*WHAT NEEDS TO BE DONE*
The records are to be copied in their entirety, exactly as given.

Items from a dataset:
▬▬▬▬▬▬▬▬▬▬
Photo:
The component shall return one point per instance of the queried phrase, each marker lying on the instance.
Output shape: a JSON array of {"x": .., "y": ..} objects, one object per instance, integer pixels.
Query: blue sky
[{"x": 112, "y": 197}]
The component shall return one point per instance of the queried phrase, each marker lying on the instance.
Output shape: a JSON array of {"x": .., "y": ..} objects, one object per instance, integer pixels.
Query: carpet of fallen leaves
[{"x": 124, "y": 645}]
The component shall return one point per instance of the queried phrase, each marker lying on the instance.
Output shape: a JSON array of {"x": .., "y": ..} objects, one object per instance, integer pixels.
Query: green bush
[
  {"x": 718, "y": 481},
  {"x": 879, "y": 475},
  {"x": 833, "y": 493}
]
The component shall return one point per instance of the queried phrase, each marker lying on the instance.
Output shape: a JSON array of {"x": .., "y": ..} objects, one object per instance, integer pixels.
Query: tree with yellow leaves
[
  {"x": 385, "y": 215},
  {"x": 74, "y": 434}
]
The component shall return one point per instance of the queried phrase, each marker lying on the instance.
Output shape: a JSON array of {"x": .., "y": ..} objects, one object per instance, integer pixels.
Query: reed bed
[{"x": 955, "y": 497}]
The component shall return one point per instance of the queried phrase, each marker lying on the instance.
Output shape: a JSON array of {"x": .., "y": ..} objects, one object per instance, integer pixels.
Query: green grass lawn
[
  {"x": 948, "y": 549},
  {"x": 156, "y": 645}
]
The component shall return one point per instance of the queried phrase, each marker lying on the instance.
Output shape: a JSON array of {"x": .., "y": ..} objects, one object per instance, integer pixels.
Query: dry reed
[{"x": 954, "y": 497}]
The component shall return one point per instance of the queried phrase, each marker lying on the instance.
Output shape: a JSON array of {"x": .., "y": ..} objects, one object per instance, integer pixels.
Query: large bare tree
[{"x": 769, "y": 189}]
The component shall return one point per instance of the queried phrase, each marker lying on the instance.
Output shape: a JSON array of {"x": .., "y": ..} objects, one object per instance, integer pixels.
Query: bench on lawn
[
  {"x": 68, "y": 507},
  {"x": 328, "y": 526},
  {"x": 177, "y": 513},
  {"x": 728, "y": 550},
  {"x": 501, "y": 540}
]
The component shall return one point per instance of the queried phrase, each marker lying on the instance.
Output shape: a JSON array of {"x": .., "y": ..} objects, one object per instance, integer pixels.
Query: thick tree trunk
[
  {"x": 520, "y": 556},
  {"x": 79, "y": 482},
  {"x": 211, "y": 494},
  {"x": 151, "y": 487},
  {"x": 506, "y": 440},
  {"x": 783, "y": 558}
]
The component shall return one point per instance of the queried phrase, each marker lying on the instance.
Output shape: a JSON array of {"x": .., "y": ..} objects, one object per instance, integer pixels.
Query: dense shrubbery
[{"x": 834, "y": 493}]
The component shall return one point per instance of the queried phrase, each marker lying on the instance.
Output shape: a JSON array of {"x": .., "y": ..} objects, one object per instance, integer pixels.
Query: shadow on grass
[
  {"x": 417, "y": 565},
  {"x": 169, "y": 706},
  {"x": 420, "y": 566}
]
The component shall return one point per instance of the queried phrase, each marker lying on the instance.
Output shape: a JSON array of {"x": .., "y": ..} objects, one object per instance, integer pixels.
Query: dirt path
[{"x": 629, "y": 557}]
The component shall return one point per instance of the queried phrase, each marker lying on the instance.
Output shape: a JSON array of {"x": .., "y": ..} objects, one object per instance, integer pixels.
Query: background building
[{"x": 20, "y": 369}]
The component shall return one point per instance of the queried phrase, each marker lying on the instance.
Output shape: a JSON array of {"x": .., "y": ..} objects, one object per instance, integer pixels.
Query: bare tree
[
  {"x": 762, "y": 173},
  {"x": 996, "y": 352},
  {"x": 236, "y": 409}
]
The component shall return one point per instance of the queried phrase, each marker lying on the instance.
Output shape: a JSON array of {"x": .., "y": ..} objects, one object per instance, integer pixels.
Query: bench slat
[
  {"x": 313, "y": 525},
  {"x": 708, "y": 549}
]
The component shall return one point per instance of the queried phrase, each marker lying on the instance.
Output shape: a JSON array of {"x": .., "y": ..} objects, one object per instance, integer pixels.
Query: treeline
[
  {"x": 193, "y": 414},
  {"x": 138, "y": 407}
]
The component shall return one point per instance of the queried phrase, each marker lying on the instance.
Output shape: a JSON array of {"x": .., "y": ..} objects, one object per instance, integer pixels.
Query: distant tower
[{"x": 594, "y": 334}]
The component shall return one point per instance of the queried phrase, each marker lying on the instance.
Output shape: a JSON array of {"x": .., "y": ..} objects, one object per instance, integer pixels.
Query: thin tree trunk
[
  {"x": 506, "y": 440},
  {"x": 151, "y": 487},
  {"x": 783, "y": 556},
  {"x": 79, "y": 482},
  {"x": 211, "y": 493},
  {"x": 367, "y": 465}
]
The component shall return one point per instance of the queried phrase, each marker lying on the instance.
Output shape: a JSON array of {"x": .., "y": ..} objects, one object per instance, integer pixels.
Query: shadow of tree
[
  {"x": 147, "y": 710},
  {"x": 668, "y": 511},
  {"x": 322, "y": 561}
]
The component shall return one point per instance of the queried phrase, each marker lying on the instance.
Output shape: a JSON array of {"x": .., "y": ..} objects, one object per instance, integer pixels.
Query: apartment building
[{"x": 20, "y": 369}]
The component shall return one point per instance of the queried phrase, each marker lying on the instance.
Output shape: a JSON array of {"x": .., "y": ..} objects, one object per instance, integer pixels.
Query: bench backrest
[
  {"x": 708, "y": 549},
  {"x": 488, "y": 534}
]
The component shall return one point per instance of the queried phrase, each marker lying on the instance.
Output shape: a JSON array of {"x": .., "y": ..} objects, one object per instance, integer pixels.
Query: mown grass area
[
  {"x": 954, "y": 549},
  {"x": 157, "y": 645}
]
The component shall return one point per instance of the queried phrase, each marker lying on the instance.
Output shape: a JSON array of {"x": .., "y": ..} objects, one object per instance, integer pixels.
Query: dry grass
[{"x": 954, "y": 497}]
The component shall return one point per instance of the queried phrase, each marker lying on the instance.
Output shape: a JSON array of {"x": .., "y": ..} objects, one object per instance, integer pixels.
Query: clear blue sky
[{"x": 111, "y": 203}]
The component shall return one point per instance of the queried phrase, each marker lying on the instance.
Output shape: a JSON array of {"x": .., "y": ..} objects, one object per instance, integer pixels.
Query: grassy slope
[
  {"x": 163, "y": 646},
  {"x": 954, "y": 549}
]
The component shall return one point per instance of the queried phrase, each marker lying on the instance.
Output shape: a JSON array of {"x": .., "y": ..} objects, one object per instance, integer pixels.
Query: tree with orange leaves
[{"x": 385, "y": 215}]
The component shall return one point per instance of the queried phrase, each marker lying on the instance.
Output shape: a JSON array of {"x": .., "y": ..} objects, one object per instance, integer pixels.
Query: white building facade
▬▬▬▬▬▬▬▬▬▬
*WRITTEN SOLUTION*
Photo:
The component shall return one point per instance of the queried phrase, each marker lying on the instance.
Output shape: a JSON array of {"x": .., "y": ..} objects, one object per instance, integer pixels.
Query: blue sky
[{"x": 112, "y": 197}]
The component shall return one point per instance of the queried phrase, each marker lying on the instance.
Output shape: a JSON array of {"x": .., "y": ..} objects, one object per instance, integer pixels.
Query: carpet of fallen leaves
[{"x": 124, "y": 645}]
The component shall return one point per instance of the queried phrase, each marker lying on the instance.
Output shape: a JSON array of {"x": .., "y": ..} objects, one object per instance, integer pixels.
Query: green bush
[
  {"x": 718, "y": 481},
  {"x": 879, "y": 475},
  {"x": 833, "y": 493}
]
The component shall return one point per instance of the queried phrase, each marker lying on the instance.
Output shape: a JSON array of {"x": .., "y": ..} objects, one object per instance, integer pixels.
Query: tree with yellow leaves
[
  {"x": 385, "y": 215},
  {"x": 74, "y": 434}
]
The component shall return one point per instance of the queried phrase, each marker lying on the instance.
Output shape: a JSON array of {"x": .., "y": ..} objects, one object per instance, integer pixels.
Query: reed bed
[{"x": 955, "y": 497}]
The component shall return one point per instance of the queried phrase, each marker lying on the instance.
Output shape: a JSON array of {"x": .., "y": ..} objects, one object per instance, integer pixels.
Query: green grass lawn
[
  {"x": 948, "y": 549},
  {"x": 156, "y": 645}
]
The component shall return one point per instance of the queried phrase, each marker lying on the instance.
Output shape: a JSON array of {"x": .., "y": ..} objects, one object per instance, integer pixels.
Query: dry reed
[{"x": 954, "y": 497}]
The component shall return one point per instance of the queried phrase, each marker lying on the instance.
Output shape: a JSON array of {"x": .., "y": ..} objects, one object per instance, integer pixels.
Query: large bare tree
[{"x": 769, "y": 189}]
The component shall return one point per instance of the queried phrase, each marker lying on the instance.
Output shape: a JSON array of {"x": .., "y": ..} objects, one object per instance, integer pixels.
Query: bench on lawn
[
  {"x": 68, "y": 507},
  {"x": 328, "y": 526},
  {"x": 177, "y": 513},
  {"x": 728, "y": 550},
  {"x": 501, "y": 540}
]
The component shall return one point per instance of the queried phrase, each marker lying on the instance.
Output shape: a JSON array of {"x": .., "y": ..} objects, one object per instance, integer pixels.
Query: thick tree trunk
[
  {"x": 520, "y": 556},
  {"x": 79, "y": 482},
  {"x": 211, "y": 494},
  {"x": 151, "y": 487},
  {"x": 506, "y": 440},
  {"x": 783, "y": 558}
]
The component shall return one point per instance of the queried phrase, each marker lying on the instance.
Output shape: a JSON array of {"x": .., "y": ..} objects, one object per instance, integer pixels.
Query: dense shrubbery
[{"x": 834, "y": 493}]
The component shall return one point per instance of the queried phrase, each marker lying on the instance.
Output shape: a JSON array of {"x": .., "y": ..} objects, one object per instance, integer pixels.
Query: shadow on grass
[
  {"x": 417, "y": 565},
  {"x": 169, "y": 706},
  {"x": 420, "y": 566}
]
The component shall return one point per instance of the queried phrase, each marker lying on the instance.
Output shape: a JSON array of {"x": .., "y": ..} objects, one object per instance, integer pixels.
Query: dirt path
[{"x": 629, "y": 557}]
The component shall return one point per instance of the queried phrase, each marker lying on the instance.
Output shape: a JSON array of {"x": .., "y": ..} objects, one object per instance, integer pixels.
Query: background building
[{"x": 20, "y": 369}]
The component shall return one point per instance of the queried phrase, each marker lying on the instance.
Output shape: a JSON array of {"x": .., "y": ..} objects, one object per instance, integer pixels.
Query: bare tree
[
  {"x": 762, "y": 173},
  {"x": 996, "y": 352},
  {"x": 236, "y": 409}
]
The component shall return one point per instance of the queried phrase, each marker lying on the instance.
Output shape: a JSON array of {"x": .., "y": ..} objects, one object per instance, integer pixels.
Query: bench slat
[
  {"x": 313, "y": 525},
  {"x": 708, "y": 549}
]
The component shall return one point per instance of the queried phrase, each marker lying on the instance.
Output shape: a JSON array of {"x": .., "y": ..} objects, one object per instance, integer pixels.
Query: treeline
[
  {"x": 193, "y": 414},
  {"x": 138, "y": 407}
]
The component shall return one point per instance of the queried phrase, each marker lying on the instance.
Output shape: a JSON array of {"x": .., "y": ..} objects, one object per instance, integer pixels.
Query: distant tower
[{"x": 594, "y": 334}]
The component shall return one point per instance of the queried phrase, each marker lying on the instance.
Output shape: a JSON array of {"x": .., "y": ..} objects, one object per instance, integer pixels.
Query: thin tree trunk
[
  {"x": 506, "y": 440},
  {"x": 151, "y": 487},
  {"x": 783, "y": 556},
  {"x": 79, "y": 482},
  {"x": 211, "y": 493},
  {"x": 367, "y": 465}
]
The component shall return one point per instance of the queried phrase, each marker lying on the instance.
Output shape: a JSON array of {"x": .., "y": ..} objects, one object per instance, integer pixels.
Query: shadow of tree
[
  {"x": 147, "y": 710},
  {"x": 668, "y": 511},
  {"x": 322, "y": 561}
]
The component shall return one point per instance of the queried phrase, each marker lying on the instance.
Output shape: a JSON array of {"x": .., "y": ..} objects, one object per instance, integer pixels.
Query: apartment building
[{"x": 20, "y": 369}]
The component shall return one point per instance of the queried phrase, each marker lying on the instance.
Output shape: a JSON array of {"x": .., "y": ..} objects, one object per instance, integer pixels.
Query: bench backrest
[
  {"x": 708, "y": 549},
  {"x": 488, "y": 534}
]
The component shall return one point per instance of the queried phrase, each marker lying on the instance.
Output shape: a JSON array of {"x": .., "y": ..} objects, one object per instance, integer pixels.
Query: mown grass area
[
  {"x": 954, "y": 549},
  {"x": 157, "y": 645}
]
The component shall return one point per instance of the queried phrase, each marker lying on the instance.
Output shape: a JSON array of {"x": .., "y": ..} objects, one object per instance, integer pixels.
Query: dry grass
[{"x": 954, "y": 497}]
The component shall return one point per instance of the queried phrase, each marker lying on the instance.
Output shape: a JSON array of {"x": .., "y": ..} objects, one object per instance, integer pixels.
Query: clear blue sky
[{"x": 111, "y": 203}]
The component shall return one point per instance of the queried phrase, each marker lying on the instance.
Output shape: a JSON array of {"x": .., "y": ..} objects, one object per instance, integer pixels.
Query: grassy slope
[
  {"x": 163, "y": 646},
  {"x": 954, "y": 549}
]
The component shall return one point per instance of the queried phrase, each marker lying on the instance.
Output shape: a JSON array of {"x": .., "y": ..} objects, one object per instance, integer pixels.
Query: tree with orange leaves
[{"x": 385, "y": 215}]
The component shall return one point per instance of the queried phrase, each marker lying on the instance.
Output shape: a JSON array of {"x": .., "y": ..} objects, one object per instance, integer pixels.
Query: white building facade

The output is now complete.